Examples of gas used for forming the integrated circuit may include an inorganic gas including O2, N2, Ar2, He2, H2S, NH3, N2O, a hydrogen compound gas including SH4, Si2H6, PH3, AsH3, SbH3, SeH2, H2Te, GeH4, B2H6, a halogen compound gas including BCl3, BF3, Cl2, HCl, CCl4, CFH3, C3F8, PF3, PF5, POCl3, SiH2Cl, SiCl4, PCl3, AsCl3 or an organic metal compound gas including (CH3)2Zn, (C2H3)2Zn, (CH3)2Cd, (C2H3)2Cd, etc.

Ammonium hydrogen difluoride (NH4HF2) included in the cleaning composition may be reacted with all kinds of a metal and impurities that remain on the substrate or the apparatus in a manufacturing process. Thus, ammonium hydrogen difluoride may generate a complex including hydrofluoric acid (HF) by a reaction with the metals and the impurities as shown in the above reaction formulae 1.

Ammonium persulfate ((NH4)2S2O8) included in the cleaning composition may be dissolved into ammonium sulfate (NH4HSO4) and hydrogen peroxide (H2O2) in aqueous solution as shown in the following reaction formulae 4. Thus, ammonium persulfate may oxidize the impurities that remain on the substrate or the apparatus. Hydrogen peroxide may prevent a reaction product of ammonium hydrogen difluoride and the impurities from being re-absorbed onto the substrate or the apparatus.
(NH4)2S2O8+2H2O→2NH4HSO4+H2O2
2H2O2→2H2O+O2  (4)

Problems to solve
[A] In the cleaning-composition excerpt, how would the passage read between "Examples of gas" and "(CH3)2Cd, (C2H3)2Cd, etc.", inclusive, if you substitute "semiconductor device" for "integrated circuit"?
[B] According to the cleaning-composition excerpt, what does hydrogen peroxide prevent?

Information shown
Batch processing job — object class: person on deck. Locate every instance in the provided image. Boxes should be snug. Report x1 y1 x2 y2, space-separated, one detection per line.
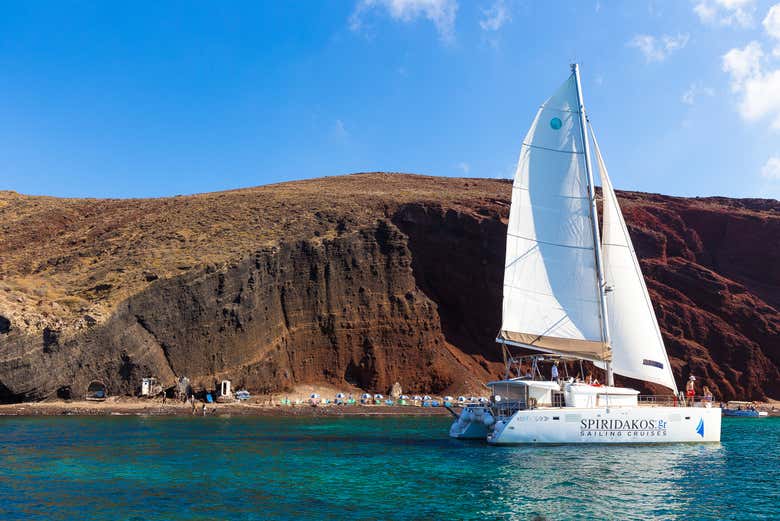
685 376 696 405
701 385 712 407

Completed exercise
[A]
Examples of gas used for forming the semiconductor device may include an inorganic gas including O2, N2, Ar2, He2, H2S, NH3, N2O, a hydrogen compound gas including SH4, Si2H6, PH3, AsH3, SbH3, SeH2, H2Te, GeH4, B2H6, a halogen compound gas including BCl3, BF3, Cl2, HCl, CCl4, CFH3, C3F8, PF3, PF5, POCl3, SiH2Cl, SiCl4, PCl3, AsCl3 or an organic metal compound gas including (CH3)2Zn, (C2H3)2Zn, (CH3)2Cd, (C2H3)2Cd, etc.

[B] It prevents a reaction product of ammonium hydrogen difluoride and the impurities from being re-absorbed onto the substrate or the apparatus.